WHAT IS NEEDED
Continue the mailing-list message on Nexus beam polarization definitions from the point where it stops.

[Nexus] Polarisation

yayahjb yayahjb at gmail.com
Mon Apr 22 15:17:04 BST 2013


For what it is worth, for CBF we have (so far) gone through two 
2-parameter polarization definitions.  The second set (from Harry 
Powell) has proven more useful than the first, and is a possibility to 
consider for the current 2-parameter NXbeam definitions.  However, I 
think Tobias is right that it would make a lot of sense to support the 
four Stokes parameters as well (see  
http://en.wikipedia.org/wiki/Stokes_parameters)
To avoid confusion, I would suggest deprecating

incident_polarization and final_polarization or defauting them to the 
popular Denzo definitions

and having 4 new alternate fields

incident_polarization_Denzo:NX_FLOAT[i,2]  (in the order norm, then ratio)
final_polarization_Denzo:NX_FLOAT[i,2]  (in the order norm, then ratio)
incident_polarization_Stokes:NX_FLOAT[i,4] (in the order I, Q, U, V)
final_polarization_Stokes:NX_FLOAT[i,4] (in the order I, Q, U, V)

The first pair two will make the most sense to a crystallographer and 
the second pair will
make the most sense to a physicist.

I think Tobias is right about transposing the arrays so that the slow 
index is beamline component

The 2-parameter polarizations in CBF are:

The first pair we started with was:

_diffrn_radiation.polarisn_norm
     The angle in degrees, as viewed from the specimen, between the 
perpendicular component of the polarization and the diffraction
_diffrn_radiation_polarisn_ratio.
     Polarization ratio of the diffraction beam incident on the crystal. 
This is the ratio of the perpendicularly polarized to the parallel 
polarized component of the radiation. The perpendicular component forms 
an angle of  _diffrn_radiation.polarisn_norm to the normal to the 
diffraction plane of the sample (i.e. the plane containing the incident 
and reflected beams).

[Saved data entries]
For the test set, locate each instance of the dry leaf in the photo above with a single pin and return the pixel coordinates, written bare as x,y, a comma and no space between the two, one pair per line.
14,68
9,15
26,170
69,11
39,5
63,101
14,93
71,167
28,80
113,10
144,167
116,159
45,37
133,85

TASK RESULT
The second pair we got from Harry Powell (who works on mosflm, but who 
was also thinking
of ease of support for all crystallographic data processing) was:

_diffrn_radiation.polarizn_source_norm
     The angle in degrees, as viewed from the specimen, between the 
normal to the polarization plane and the laboratory Y axis as defined in 
the AXIS category.  Note that this is the angle of polarization of the 
source  photons, either directly from a synchrotron beamline or from a 
monochromater.  This differs from the value of 
_diffrn_radiation.polarisn_norm in that _diffrn_radiation.polarisn_norm 
refers to polarization relative to the diffraction plane rather than to 
the laboratory axis system.   In the case of an unpolarized beam, or a 
beam with true circular polarization, in which no single plane of 
polarization can be determined, the plane should be taken as the XZ 
plane and the angle as 0.

_diffrn_radiation.polarizn_source_ratio.
     (Ip-In)/(Ip+In), where Ip is the intensity amplitude squared) of 
the electric vector in the plane of polarization and In is the intensity 
(amplitude squared) of the electric vector in the plane of the normal to 
the plane of polarization.  In the case of an unpolarized beam, or a 
beam with true circular polarization, in which no single plane of 
polarization can be determined, the plane is to be taken as the XZ plane 
and the normal is parallel to the Y axis.   Thus, if there was complete 
polarization in the plane of polarization, the value of  
_diffrn_radiation.polarizn_source_ratio would be 1, and for an 
unpolarized beam _diffrn_radiation.polarizn_source_ratio would have a 
value of 0.
     If the X axis has been chosen to lie in the plane of  polarization, 
this definition will agree with the definition of 'MONOCHROMATOR' in the 
Denzo glossary, and values of near 1 should be expected for a 
bending-magnet source.  However, if the X axis were perpendicular to the 
polarization plane (not a common choice), then the Denzo value would be 
the negative of _diffrn_radiation.polarizn_source_ratio.
See http://www.hkl-xray.com for information on Denzo and Otwinowski & 
Minor (1997).
     This differs both in the choice of ratio and choice of orientation 
from _diffrn_radiation.polarisn_ratio, which,  unlike 
_diffrn_radiation.polarizn_source_ratio, is unbounded.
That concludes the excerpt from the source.